Stored records »
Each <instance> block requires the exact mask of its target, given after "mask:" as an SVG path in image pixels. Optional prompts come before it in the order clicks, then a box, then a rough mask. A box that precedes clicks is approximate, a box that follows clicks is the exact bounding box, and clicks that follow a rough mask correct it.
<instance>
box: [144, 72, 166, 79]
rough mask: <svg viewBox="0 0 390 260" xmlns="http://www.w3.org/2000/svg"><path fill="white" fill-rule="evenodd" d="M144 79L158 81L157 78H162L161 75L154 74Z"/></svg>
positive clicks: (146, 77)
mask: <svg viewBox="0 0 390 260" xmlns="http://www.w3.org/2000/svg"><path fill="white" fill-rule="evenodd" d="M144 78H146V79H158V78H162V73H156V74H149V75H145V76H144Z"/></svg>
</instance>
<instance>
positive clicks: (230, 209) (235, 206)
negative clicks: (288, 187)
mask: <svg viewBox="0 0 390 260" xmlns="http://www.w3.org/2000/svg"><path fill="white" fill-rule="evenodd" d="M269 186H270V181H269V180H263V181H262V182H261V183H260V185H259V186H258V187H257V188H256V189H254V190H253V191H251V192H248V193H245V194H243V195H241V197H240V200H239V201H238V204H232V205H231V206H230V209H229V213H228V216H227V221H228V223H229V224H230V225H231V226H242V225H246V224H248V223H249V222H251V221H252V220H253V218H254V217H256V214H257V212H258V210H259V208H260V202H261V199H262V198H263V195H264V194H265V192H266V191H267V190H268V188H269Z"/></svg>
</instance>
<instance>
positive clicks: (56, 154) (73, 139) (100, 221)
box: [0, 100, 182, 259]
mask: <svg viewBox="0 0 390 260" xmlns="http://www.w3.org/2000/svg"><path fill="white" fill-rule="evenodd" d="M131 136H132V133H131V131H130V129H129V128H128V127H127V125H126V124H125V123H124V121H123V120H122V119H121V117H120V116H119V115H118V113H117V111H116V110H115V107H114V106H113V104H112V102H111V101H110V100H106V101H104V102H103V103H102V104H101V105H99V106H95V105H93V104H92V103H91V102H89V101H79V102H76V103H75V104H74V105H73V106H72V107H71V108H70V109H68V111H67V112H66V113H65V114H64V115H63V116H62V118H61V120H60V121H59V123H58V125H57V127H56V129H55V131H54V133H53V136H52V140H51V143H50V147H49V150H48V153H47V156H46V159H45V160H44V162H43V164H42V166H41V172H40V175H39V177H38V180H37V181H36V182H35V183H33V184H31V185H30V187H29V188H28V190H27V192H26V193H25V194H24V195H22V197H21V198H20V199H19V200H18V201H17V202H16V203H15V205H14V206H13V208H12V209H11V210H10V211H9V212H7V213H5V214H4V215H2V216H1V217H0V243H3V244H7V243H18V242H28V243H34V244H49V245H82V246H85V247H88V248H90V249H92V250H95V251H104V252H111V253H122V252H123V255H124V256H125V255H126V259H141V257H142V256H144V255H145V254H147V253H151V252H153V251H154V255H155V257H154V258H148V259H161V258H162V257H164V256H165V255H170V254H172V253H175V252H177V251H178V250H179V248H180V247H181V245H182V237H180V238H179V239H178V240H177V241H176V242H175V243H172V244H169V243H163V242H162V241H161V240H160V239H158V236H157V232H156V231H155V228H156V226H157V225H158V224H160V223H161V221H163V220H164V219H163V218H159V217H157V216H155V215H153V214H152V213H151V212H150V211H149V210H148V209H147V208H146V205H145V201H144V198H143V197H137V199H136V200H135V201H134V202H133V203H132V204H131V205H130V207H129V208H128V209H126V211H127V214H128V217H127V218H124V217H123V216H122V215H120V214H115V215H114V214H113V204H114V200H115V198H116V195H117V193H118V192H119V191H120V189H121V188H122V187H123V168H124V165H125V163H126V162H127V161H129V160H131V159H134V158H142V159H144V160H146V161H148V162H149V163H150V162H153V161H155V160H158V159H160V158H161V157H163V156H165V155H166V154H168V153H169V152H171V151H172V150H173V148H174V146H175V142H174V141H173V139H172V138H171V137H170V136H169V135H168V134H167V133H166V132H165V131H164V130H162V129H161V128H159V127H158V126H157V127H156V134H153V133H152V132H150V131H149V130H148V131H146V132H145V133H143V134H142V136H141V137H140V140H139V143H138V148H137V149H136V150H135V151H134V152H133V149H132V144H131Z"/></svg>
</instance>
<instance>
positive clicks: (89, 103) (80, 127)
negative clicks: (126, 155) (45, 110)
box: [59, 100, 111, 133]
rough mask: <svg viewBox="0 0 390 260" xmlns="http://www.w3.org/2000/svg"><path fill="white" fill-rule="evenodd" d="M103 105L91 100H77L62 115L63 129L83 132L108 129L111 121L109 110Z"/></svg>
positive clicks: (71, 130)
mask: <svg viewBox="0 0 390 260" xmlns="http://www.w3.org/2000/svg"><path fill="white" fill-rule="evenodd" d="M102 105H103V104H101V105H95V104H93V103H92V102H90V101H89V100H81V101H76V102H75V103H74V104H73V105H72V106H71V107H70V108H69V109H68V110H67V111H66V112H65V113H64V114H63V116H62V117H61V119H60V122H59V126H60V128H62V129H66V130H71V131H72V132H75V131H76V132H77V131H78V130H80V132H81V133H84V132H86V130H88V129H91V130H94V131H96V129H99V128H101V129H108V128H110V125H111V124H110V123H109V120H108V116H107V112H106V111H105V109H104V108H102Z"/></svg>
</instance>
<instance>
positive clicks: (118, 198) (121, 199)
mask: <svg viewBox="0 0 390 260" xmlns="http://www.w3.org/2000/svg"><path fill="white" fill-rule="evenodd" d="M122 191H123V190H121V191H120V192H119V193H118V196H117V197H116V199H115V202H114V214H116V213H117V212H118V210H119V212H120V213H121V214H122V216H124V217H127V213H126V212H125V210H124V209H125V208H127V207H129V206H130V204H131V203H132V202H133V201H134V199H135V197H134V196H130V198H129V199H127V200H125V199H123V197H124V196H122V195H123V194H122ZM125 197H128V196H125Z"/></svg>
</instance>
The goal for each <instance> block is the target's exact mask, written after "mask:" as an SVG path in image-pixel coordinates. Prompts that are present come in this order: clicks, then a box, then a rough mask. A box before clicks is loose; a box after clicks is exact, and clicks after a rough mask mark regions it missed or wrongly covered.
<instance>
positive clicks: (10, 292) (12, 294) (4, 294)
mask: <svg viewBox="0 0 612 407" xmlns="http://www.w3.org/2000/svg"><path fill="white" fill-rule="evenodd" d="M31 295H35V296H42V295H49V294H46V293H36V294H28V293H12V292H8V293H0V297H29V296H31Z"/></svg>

What you are asked to do » Lines in the records above that carry the word "target" are to be located and copied.

Your solution »
Each <instance> block requires the exact mask of its target, given after "mask:" as an SVG path in image pixels. Optional prompts come before it in the order clicks, then a box, then a rough mask. A box that precedes clicks is approximate, a box that follows clicks is the exact bounding box, and clicks that follow a rough mask correct it.
The goal for each <instance> block is the target's exact mask, written after "mask:" as an SVG path in image-pixel coordinates. Prompts that are present come in this order: clicks, then a box, then a rough mask. A box before clicks is loose; a box after clicks is exact, and clicks after a rough mask mark regions it missed or wrongly covered.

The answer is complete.